What is needed:
Copy all of the data below line for line, changing nothing.

** start Provided records **

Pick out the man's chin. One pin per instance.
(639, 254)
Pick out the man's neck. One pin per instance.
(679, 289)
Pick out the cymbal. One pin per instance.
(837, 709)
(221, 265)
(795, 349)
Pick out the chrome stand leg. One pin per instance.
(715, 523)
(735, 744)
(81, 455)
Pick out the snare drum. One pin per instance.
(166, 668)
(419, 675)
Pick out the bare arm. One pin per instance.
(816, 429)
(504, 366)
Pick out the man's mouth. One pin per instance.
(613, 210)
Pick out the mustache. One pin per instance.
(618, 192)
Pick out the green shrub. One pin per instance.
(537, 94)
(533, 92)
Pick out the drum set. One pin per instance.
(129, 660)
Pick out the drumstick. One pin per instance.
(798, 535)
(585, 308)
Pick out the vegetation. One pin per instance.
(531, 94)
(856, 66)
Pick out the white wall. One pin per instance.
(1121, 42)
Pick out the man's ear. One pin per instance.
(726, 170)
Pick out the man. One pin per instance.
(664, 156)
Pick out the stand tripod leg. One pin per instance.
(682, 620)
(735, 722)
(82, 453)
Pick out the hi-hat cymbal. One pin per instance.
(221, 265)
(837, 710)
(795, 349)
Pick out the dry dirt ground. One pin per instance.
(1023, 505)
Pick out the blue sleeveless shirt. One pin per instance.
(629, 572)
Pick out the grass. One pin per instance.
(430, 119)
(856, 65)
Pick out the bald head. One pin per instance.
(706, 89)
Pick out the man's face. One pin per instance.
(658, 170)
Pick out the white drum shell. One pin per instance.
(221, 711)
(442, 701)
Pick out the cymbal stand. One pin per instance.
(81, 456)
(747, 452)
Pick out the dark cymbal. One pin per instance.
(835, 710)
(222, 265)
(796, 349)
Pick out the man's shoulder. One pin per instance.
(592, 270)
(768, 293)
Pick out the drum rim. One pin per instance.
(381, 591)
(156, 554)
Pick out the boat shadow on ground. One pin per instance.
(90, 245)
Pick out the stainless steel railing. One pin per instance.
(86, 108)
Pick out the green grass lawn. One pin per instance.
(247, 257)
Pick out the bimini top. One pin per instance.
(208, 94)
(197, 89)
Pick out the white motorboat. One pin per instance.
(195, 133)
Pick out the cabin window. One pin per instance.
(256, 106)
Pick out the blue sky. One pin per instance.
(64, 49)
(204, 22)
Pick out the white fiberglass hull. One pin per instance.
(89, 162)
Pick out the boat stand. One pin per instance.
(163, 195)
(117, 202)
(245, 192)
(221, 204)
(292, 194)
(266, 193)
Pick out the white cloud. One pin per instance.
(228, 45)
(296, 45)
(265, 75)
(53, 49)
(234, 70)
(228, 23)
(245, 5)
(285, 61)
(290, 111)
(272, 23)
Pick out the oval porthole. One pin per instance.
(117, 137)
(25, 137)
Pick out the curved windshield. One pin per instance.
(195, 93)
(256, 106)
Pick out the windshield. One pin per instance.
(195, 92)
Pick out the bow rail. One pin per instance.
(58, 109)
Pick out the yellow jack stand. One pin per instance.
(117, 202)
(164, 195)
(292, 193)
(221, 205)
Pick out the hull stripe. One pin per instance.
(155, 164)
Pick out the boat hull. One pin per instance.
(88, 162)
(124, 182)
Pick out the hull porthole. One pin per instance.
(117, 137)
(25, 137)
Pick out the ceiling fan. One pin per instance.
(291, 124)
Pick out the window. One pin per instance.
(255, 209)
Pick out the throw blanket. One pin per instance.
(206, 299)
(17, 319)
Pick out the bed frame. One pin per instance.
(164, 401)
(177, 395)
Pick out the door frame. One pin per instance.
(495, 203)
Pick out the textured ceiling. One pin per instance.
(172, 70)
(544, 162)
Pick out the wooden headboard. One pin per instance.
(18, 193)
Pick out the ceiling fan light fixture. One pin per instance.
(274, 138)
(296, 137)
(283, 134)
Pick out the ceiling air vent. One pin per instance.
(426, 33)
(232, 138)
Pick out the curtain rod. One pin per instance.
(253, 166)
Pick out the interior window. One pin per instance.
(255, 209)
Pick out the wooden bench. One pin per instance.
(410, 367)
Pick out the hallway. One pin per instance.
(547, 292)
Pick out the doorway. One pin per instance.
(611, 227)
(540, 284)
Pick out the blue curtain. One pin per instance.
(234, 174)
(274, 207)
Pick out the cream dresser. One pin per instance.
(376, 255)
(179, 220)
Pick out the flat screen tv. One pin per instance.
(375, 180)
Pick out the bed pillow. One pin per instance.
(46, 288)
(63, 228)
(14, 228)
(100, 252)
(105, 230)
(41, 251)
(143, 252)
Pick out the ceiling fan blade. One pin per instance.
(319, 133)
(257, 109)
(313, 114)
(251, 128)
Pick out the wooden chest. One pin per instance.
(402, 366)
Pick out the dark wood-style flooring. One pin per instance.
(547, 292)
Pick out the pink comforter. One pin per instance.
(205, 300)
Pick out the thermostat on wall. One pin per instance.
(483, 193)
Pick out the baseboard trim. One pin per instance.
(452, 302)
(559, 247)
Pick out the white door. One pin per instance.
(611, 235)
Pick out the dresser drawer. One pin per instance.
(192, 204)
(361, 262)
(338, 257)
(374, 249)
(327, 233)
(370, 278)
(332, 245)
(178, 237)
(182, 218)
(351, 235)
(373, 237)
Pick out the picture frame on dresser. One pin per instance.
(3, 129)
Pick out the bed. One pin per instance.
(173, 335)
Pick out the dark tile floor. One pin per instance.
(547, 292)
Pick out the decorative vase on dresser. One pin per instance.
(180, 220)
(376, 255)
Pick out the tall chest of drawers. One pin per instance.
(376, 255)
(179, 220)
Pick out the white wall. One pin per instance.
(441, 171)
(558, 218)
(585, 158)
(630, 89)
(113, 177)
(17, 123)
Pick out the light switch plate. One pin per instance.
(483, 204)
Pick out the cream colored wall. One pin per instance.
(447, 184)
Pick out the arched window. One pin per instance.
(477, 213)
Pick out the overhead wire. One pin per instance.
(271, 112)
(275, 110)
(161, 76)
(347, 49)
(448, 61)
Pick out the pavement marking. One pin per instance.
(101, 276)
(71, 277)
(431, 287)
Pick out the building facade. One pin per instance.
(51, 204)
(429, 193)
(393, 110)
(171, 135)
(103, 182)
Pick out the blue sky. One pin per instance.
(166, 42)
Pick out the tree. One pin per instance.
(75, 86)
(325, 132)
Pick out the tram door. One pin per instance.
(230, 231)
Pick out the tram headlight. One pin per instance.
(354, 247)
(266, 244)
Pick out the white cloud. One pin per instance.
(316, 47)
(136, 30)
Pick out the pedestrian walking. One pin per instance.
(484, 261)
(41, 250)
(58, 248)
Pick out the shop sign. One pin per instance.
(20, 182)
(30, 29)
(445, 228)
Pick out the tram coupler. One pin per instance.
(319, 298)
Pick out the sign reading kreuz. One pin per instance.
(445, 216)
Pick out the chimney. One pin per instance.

** end Provided records **

Expected answer:
Pick out the man's chin. One pin per instance.
(639, 254)
Pick out the man's neck. One pin per instance.
(679, 289)
Pick out the cymbal. One pin per instance.
(837, 709)
(221, 265)
(795, 349)
Pick out the chrome stand leg. One pin per instance.
(715, 523)
(735, 744)
(81, 455)
Pick out the snare drum. One pin per instance.
(166, 668)
(419, 675)
Pick out the bare arm. One pin per instance.
(816, 429)
(504, 366)
Pick out the man's mouth. One pin per instance.
(613, 210)
Pick out the mustache. One pin per instance.
(618, 192)
Pick out the green shrub. One pin per instance.
(537, 94)
(533, 92)
Pick out the drum set. One pin per instance.
(129, 660)
Pick out the drumstick. One pin per instance.
(798, 535)
(585, 308)
Pick out the vegetation. One pin per instance.
(531, 94)
(856, 66)
Pick out the white wall. One pin per instance.
(1121, 42)
Pick out the man's ear. One pin per instance.
(726, 170)
Pick out the man. One pin per instance.
(664, 156)
Pick out the stand tripod leg. One pin per instance.
(682, 620)
(735, 722)
(82, 453)
Pick out the hi-hat cymbal. One pin per instance.
(221, 265)
(837, 710)
(795, 349)
Pick out the dry dirt ground. One pin per instance.
(1023, 505)
Pick out the blue sleeveless shirt. One pin per instance.
(629, 572)
Pick out the grass. One pin per instance.
(430, 119)
(856, 65)
Pick out the bald head. One pin per instance.
(706, 89)
Pick out the man's face. One pin per instance.
(658, 170)
Pick out the white drum shell. One pin per instance.
(221, 711)
(442, 701)
Pick out the cymbal stand. One pin per instance.
(81, 456)
(747, 452)
Pick out the dark cymbal. One pin per instance.
(835, 710)
(222, 265)
(796, 349)
Pick out the man's shoulder. One pin per instance.
(592, 270)
(768, 293)
Pick out the drum rim. One pin per instance.
(381, 591)
(156, 554)
Pick out the boat shadow on ground. One pin per instance.
(90, 245)
Pick out the stainless steel railing. One pin per instance.
(86, 108)
Pick out the green grass lawn. One pin per instance.
(247, 257)
Pick out the bimini top. One pin per instance.
(208, 94)
(197, 89)
Pick out the white motorboat. One pin per instance.
(195, 133)
Pick out the cabin window. One pin per instance.
(256, 106)
Pick out the blue sky. One pin per instance.
(64, 49)
(204, 22)
Pick out the white fiberglass hull. One pin per instance.
(89, 162)
Pick out the boat stand. One pin per instance.
(163, 195)
(117, 202)
(245, 192)
(221, 204)
(292, 194)
(266, 193)
Pick out the white cloud. One pin per instance.
(228, 45)
(296, 45)
(265, 75)
(53, 49)
(234, 70)
(228, 23)
(245, 5)
(285, 61)
(290, 111)
(272, 23)
Pick out the oval porthole. One pin per instance.
(117, 137)
(25, 137)
Pick out the curved windshield. One pin per instance.
(195, 93)
(256, 106)
Pick out the windshield. One pin per instance.
(195, 92)
Pick out the bow rail. One pin per instance.
(58, 109)
Pick out the yellow jack stand. One pin per instance.
(117, 202)
(164, 195)
(292, 193)
(221, 205)
Pick out the hull stripe. One pin per instance.
(155, 164)
Pick out the boat hull. One pin per instance.
(88, 162)
(124, 182)
Pick out the hull porthole. One pin per instance.
(117, 137)
(25, 137)
Pick out the ceiling fan. One pin per instance.
(291, 124)
Pick out the window. One pin per instance.
(255, 209)
Pick out the throw blanket. One pin per instance.
(206, 299)
(17, 319)
Pick out the bed frame. One pin per instance.
(164, 401)
(177, 395)
Pick out the door frame. One pin per instance.
(495, 203)
Pick out the textured ceiling. One pin per instance.
(172, 70)
(544, 162)
Pick out the wooden headboard. One pin per instance.
(18, 193)
Pick out the ceiling fan light fixture. One pin per instance.
(274, 138)
(296, 137)
(283, 134)
Pick out the ceiling air vent. One pin per instance.
(426, 33)
(232, 138)
Pick out the curtain rod. One pin per instance.
(253, 166)
Pick out the interior window. One pin per instance.
(255, 209)
Pick out the wooden bench. One pin per instance.
(410, 367)
Pick out the hallway. One pin per instance.
(547, 292)
Pick out the doorway. One pin per instance.
(611, 227)
(540, 284)
Pick out the blue curtain. One pin per instance.
(234, 174)
(274, 207)
Pick out the cream dresser. One pin per instance.
(376, 255)
(179, 220)
Pick out the flat screen tv. One pin per instance.
(375, 180)
Pick out the bed pillow. One pin per instance.
(46, 288)
(63, 228)
(14, 228)
(100, 252)
(105, 230)
(41, 251)
(143, 252)
Pick out the ceiling fan blade. One pin per instance.
(319, 133)
(257, 109)
(313, 114)
(251, 128)
Pick out the wooden chest. One pin per instance.
(402, 366)
Pick out the dark wood-style flooring. One pin per instance.
(547, 292)
Pick out the pink comforter. One pin per instance.
(205, 300)
Pick out the thermostat on wall. One pin per instance.
(483, 193)
Pick out the baseboard trim. One pin per instance.
(452, 302)
(559, 247)
Pick out the white door. One pin per instance.
(611, 235)
Pick out the dresser drawer. One pin per instance.
(192, 204)
(361, 262)
(338, 257)
(374, 249)
(327, 233)
(370, 278)
(332, 245)
(178, 237)
(182, 218)
(351, 235)
(373, 237)
Pick out the picture frame on dresser. One pin per instance.
(3, 129)
Pick out the bed. One pin per instance.
(173, 335)
Pick out the dark tile floor. One pin per instance.
(547, 292)
Pick out the decorative vase on dresser. One pin per instance.
(180, 220)
(376, 255)
Pick out the tall chest of drawers. One pin per instance.
(376, 255)
(179, 220)
Pick out the white wall. One pin per instance.
(441, 171)
(558, 218)
(585, 158)
(630, 89)
(113, 177)
(17, 123)
Pick out the light switch plate. One pin per instance.
(483, 204)
Pick out the cream colored wall. One pin per instance.
(447, 184)
Pick out the arched window. One pin per instance.
(477, 213)
Pick out the overhead wire. One pin per instance.
(271, 112)
(275, 110)
(161, 76)
(347, 49)
(448, 61)
Pick out the pavement marking. One pin per instance.
(101, 276)
(71, 277)
(431, 287)
Pick out the building facade. One pin per instance.
(51, 204)
(429, 193)
(393, 110)
(171, 135)
(103, 182)
Pick out the blue sky. One pin per instance.
(166, 42)
Pick out the tree. One pin per instance.
(75, 86)
(325, 132)
Pick out the tram door. One pin per instance.
(230, 231)
Pick out the tram headlight. One pin per instance.
(354, 247)
(266, 244)
Pick out the white cloud. One pin per instance.
(316, 47)
(136, 30)
Pick out the pedestrian walking. One pin per instance.
(484, 261)
(41, 250)
(58, 248)
Pick out the shop sign. One pin per instance.
(20, 182)
(30, 29)
(445, 228)
Pick out the tram coupler. One pin per instance.
(319, 298)
Pick out the sign reading kreuz. One pin per instance.
(445, 216)
Pick out the chimney. One pin per instance.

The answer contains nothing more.